[DATA RECORDS start]

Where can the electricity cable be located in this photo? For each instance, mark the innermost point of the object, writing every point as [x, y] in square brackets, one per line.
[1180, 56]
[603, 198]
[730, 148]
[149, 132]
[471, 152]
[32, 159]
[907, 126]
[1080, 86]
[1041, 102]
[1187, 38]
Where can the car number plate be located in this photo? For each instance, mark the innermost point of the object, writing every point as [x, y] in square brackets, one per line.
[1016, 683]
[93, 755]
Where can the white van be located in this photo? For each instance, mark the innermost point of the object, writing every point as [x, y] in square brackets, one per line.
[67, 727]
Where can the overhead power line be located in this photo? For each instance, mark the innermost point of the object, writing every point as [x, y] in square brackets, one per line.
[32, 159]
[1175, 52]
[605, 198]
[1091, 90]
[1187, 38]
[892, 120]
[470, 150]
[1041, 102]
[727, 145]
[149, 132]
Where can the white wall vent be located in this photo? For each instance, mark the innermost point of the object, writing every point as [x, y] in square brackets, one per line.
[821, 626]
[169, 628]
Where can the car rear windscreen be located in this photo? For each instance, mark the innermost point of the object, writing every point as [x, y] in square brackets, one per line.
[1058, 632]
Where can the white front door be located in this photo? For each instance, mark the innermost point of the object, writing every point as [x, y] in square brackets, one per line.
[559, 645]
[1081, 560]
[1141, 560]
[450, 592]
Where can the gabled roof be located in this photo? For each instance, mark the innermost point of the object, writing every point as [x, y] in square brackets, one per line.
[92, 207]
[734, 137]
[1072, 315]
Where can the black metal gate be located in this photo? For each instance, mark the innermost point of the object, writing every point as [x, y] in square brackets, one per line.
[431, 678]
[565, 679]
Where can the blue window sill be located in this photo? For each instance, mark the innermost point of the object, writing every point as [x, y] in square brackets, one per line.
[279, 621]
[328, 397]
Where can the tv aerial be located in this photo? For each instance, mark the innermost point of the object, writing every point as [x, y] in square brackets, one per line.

[DATA RECORDS end]

PROMPT: With both ends included, please retype exactly the lines from the line containing "Where can the white wall" to the final line of the data.

COMPLETE RESPONSE:
Where can the white wall vent be located in this photo? For each instance, mark the innermost point of the object, writing every point as [x, y] in square brackets, one per line.
[821, 626]
[169, 628]
Where can the car rear windscreen be located in this photo? For each instance, mark the innermost point of the object, writing every point as [x, y] in square brackets, one per line.
[1058, 632]
Where can the white front door be located in this photo? For each instance, mark the innermost point of the object, writing every point as [x, y] in square brackets, one per line.
[559, 645]
[1081, 560]
[1141, 560]
[450, 592]
Where can the gabled roof be located in this photo? For each instance, mark the innermost point of the object, writing every point as [x, y] in square brackets, one per line.
[92, 207]
[734, 137]
[1072, 315]
Where can the black metal gate be located in this photo? For each instance, mark the innermost point of the object, writing every point as [x, y] in square brackets, one per line.
[431, 678]
[565, 679]
Where can the blue window sill be located in this photo? For each instance, mark the innermost point of the object, writing every point as [x, y] in square brackets, one per line.
[279, 621]
[328, 397]
Where can the tv aerial be located in this photo? For each instance, mark the innermost point of the object, writing every point as [x, y] in square brackets, one per line.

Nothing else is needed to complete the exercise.